Collected data
[Start of section]
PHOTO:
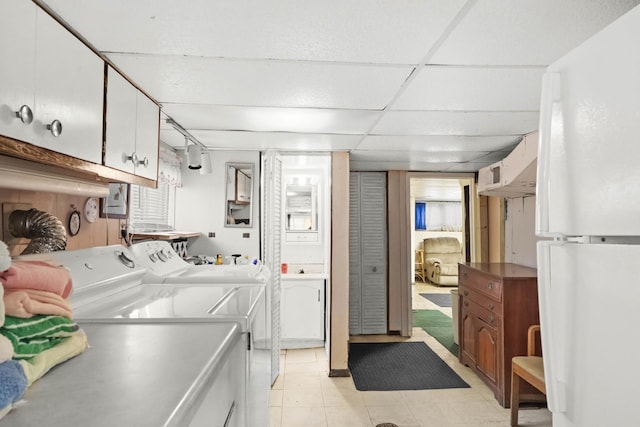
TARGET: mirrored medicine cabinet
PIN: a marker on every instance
(239, 194)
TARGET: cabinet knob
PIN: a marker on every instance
(134, 158)
(144, 162)
(25, 114)
(55, 128)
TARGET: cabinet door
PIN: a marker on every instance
(17, 67)
(302, 312)
(467, 337)
(147, 136)
(120, 128)
(70, 89)
(487, 356)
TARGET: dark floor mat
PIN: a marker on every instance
(442, 300)
(400, 366)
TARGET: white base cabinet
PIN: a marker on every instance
(302, 313)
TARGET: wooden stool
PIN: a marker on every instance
(528, 368)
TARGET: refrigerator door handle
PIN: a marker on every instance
(554, 352)
(550, 107)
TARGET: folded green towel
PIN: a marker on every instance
(31, 336)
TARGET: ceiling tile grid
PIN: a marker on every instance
(432, 85)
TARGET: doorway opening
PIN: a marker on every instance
(440, 238)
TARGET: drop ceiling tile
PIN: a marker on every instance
(456, 123)
(490, 158)
(305, 120)
(172, 137)
(412, 165)
(399, 31)
(427, 157)
(422, 143)
(180, 79)
(503, 32)
(473, 89)
(466, 167)
(235, 140)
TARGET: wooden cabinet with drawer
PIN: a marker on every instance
(498, 302)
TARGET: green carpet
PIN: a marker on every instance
(438, 325)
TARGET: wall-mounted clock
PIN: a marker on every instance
(91, 209)
(74, 223)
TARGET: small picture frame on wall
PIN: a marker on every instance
(117, 204)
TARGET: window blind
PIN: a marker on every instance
(150, 208)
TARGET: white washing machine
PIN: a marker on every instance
(164, 265)
(108, 284)
(141, 373)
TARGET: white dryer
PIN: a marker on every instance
(108, 285)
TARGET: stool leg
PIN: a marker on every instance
(515, 397)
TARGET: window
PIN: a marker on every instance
(421, 218)
(438, 216)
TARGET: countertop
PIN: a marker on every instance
(303, 276)
(165, 235)
(132, 374)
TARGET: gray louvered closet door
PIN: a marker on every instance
(368, 253)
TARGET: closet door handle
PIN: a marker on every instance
(25, 114)
(55, 128)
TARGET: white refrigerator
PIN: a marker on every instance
(588, 209)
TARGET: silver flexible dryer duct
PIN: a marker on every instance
(47, 233)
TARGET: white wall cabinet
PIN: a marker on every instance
(132, 129)
(302, 313)
(62, 85)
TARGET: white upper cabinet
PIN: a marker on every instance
(69, 93)
(17, 68)
(132, 128)
(52, 84)
(147, 136)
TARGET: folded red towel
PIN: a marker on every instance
(37, 275)
(29, 302)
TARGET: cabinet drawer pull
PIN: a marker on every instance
(144, 162)
(134, 158)
(25, 114)
(55, 128)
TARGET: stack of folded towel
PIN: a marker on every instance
(37, 330)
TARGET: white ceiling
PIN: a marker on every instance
(431, 85)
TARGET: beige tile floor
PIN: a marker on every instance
(304, 395)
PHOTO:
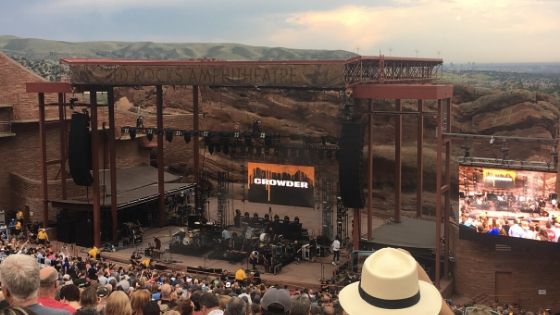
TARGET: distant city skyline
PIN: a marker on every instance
(456, 30)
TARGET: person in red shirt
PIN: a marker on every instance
(47, 290)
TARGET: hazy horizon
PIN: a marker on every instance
(458, 31)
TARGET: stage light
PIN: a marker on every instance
(169, 135)
(248, 140)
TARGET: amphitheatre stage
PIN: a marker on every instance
(305, 274)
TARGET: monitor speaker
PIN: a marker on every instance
(350, 165)
(79, 150)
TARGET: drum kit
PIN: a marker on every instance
(186, 238)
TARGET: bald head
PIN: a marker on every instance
(48, 276)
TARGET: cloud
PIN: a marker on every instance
(464, 30)
(461, 30)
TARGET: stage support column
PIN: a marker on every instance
(63, 132)
(419, 159)
(370, 170)
(112, 163)
(398, 161)
(196, 147)
(356, 229)
(447, 184)
(161, 188)
(439, 148)
(95, 168)
(44, 178)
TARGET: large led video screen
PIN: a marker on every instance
(509, 203)
(281, 184)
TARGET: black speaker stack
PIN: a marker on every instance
(79, 150)
(350, 165)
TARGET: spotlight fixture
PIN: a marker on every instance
(169, 135)
(73, 102)
(187, 137)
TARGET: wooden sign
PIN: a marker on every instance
(308, 75)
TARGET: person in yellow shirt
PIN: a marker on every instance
(18, 228)
(94, 252)
(146, 262)
(240, 275)
(42, 236)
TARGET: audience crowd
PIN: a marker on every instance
(41, 280)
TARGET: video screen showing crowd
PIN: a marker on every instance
(510, 203)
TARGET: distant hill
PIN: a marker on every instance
(32, 48)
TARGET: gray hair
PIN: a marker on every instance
(301, 305)
(20, 276)
(48, 277)
(235, 306)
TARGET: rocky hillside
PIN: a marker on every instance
(476, 109)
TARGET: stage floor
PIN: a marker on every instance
(307, 274)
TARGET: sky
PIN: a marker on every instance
(455, 30)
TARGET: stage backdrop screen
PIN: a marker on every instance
(509, 203)
(281, 184)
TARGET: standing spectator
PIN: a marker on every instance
(300, 305)
(209, 304)
(235, 306)
(42, 236)
(392, 282)
(185, 307)
(276, 302)
(336, 250)
(70, 295)
(47, 290)
(138, 299)
(118, 304)
(166, 291)
(19, 275)
(88, 302)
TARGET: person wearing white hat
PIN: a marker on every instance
(392, 283)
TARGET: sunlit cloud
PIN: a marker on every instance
(456, 30)
(462, 29)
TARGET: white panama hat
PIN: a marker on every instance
(390, 285)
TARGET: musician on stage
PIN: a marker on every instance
(254, 259)
(226, 238)
(157, 243)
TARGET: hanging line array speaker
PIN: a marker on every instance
(350, 165)
(79, 150)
[End of section]
### PROBLEM DETAILS
Reproduce the data above exactly, but only from the line containing "TARGET: stack of folded towel" through the line containing "TARGET: person in red shirt"; skip the pictures.

### THE COMPLETED TASK
TARGET: stack of folded towel
PIN: a marker on every instance
(37, 330)
TARGET: white ceiling
PIN: a marker on every instance
(431, 85)
TARGET: beige tile floor
PIN: a marker on every instance
(304, 395)
PHOTO:
TARGET: distant city skyline
PIN: a marker on every instance
(456, 30)
TARGET: person in red shirt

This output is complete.